Exercise objective
The article on smart buildings in India, given below, names several government schemes that the Prime Minister announced. List each one.

Moving Into A Smart Space

The proliferation of 'smart' projects are more a response to consumer demand.

The government's plans for developing 100 Smart Cities over the next five years is now heading for reality with the Prime Minister formally announcing the scheme along with the other schemes of Atal Mission for Rejuvenation and Urban Transformation (AMRUT) and 'Housing for All'.

While the task seems ominous, at a micro-level, there are several smart developers ahead of the curve, who developed projects along 'smart' lines over the last few years. This has been a response to increasing awareness and the push from companies in India towards 'green' and sustainable office and residential spaces.

"The increasing adoption of global best practices and latest technologies in the building construction sector has by and large been embraced by the real estate community for some years now," Lalit Kumar Jain, CMD, Kumar Urban Development and past Chairman, Confederation of Real Estate Developers Association of India (CREDAI), said.

A recent survey by Honeywell India of 2,000 buildings across 10 Indian metros which evaluated building 'smartness' across the parameters of being green, safe and productive found that although the country's airports and hotels led the way with smart building technologies, the overall smartness of buildings in India is low.

The survey found that most buildings scored highest on green elements (45) while safety was lowest (21). "India could save billions each year by incorporating modern technologies in buildings that drive green, safe and productive outcomes," said Anant Maheshwari, President, Honeywell India.

Smart building technologies are still new to India and adopted primarily by large commercial buildings. But, according to the Indian Green Building Council (IGBC), green real estate in India has grown from a mere 20,000 square feet in 2003 to over 3 billion square feet of registered, pre-certified and certified projects in 2015. Of this, green office spaces account for 200 million square feet primarily in metros.

Extracted records

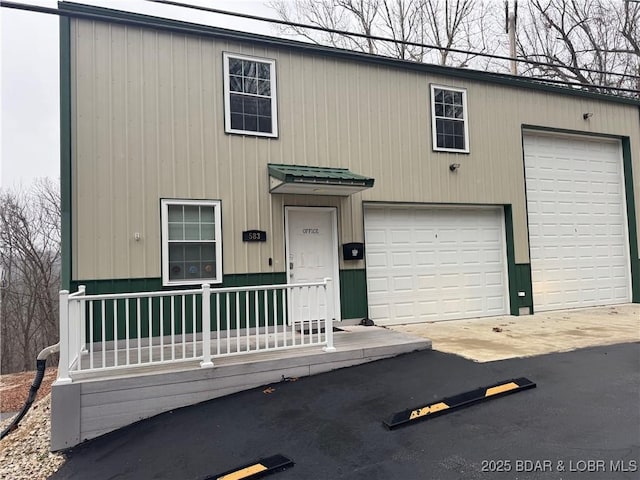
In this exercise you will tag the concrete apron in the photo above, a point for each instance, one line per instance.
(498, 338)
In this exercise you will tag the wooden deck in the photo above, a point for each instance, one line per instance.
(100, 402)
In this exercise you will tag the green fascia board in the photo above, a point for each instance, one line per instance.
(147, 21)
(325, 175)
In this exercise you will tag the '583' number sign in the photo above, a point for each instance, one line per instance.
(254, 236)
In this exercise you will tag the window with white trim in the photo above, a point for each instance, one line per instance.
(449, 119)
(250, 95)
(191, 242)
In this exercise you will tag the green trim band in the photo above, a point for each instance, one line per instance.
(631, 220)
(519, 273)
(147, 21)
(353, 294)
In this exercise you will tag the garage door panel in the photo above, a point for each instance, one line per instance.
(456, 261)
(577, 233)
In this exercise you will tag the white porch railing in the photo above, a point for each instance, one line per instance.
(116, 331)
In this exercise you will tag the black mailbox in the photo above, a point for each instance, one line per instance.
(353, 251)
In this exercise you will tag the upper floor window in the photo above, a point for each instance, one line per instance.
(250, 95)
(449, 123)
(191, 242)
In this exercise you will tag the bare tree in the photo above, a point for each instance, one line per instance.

==

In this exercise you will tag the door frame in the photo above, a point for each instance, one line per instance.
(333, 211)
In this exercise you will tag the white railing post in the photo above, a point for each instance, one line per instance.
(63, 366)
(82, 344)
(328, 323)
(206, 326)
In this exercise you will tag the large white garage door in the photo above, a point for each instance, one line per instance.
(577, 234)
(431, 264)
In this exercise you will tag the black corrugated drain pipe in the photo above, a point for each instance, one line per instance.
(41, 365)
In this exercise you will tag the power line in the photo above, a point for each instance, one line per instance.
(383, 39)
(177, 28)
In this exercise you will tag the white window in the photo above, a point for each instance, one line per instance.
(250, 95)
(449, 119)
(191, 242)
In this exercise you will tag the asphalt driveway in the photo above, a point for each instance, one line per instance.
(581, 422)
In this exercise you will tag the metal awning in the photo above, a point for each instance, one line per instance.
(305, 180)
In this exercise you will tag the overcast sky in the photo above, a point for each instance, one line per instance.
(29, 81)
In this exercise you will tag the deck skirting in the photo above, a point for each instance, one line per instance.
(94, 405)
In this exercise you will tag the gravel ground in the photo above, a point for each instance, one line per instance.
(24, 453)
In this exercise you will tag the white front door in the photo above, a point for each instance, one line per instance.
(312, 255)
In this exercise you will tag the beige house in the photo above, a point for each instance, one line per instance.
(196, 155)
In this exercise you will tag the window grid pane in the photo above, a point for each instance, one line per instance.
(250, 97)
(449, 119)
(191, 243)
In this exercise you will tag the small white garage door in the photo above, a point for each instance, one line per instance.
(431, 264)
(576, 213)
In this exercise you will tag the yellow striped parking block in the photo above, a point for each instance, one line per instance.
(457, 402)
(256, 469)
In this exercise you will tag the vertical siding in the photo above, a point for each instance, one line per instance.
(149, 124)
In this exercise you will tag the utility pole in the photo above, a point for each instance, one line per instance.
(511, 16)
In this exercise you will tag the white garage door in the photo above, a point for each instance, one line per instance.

---

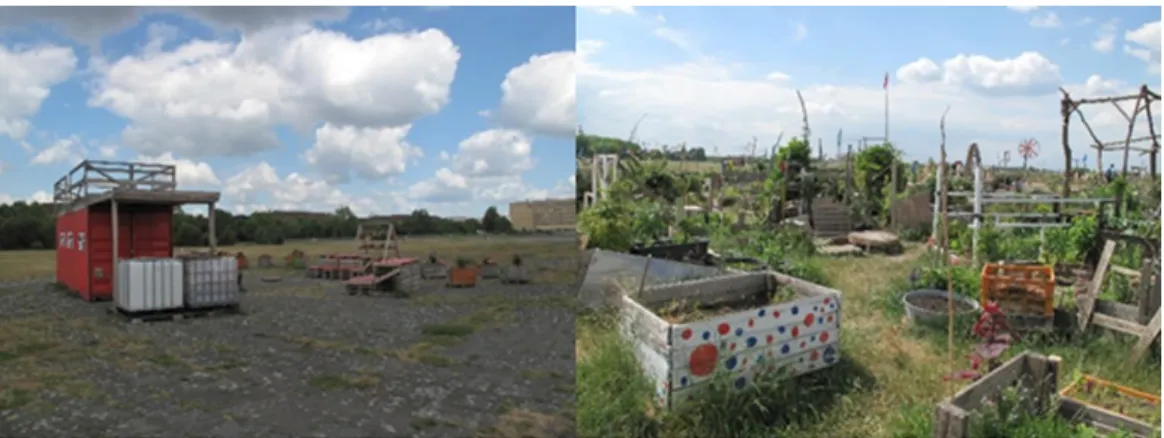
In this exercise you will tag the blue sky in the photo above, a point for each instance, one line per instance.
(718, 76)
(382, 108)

Solved exercise
- The plan to develop 100 Smart Cities over the next five years
- Atal Mission for Rejuvenation and Urban Transformation (AMRUT)
- 'Housing for All'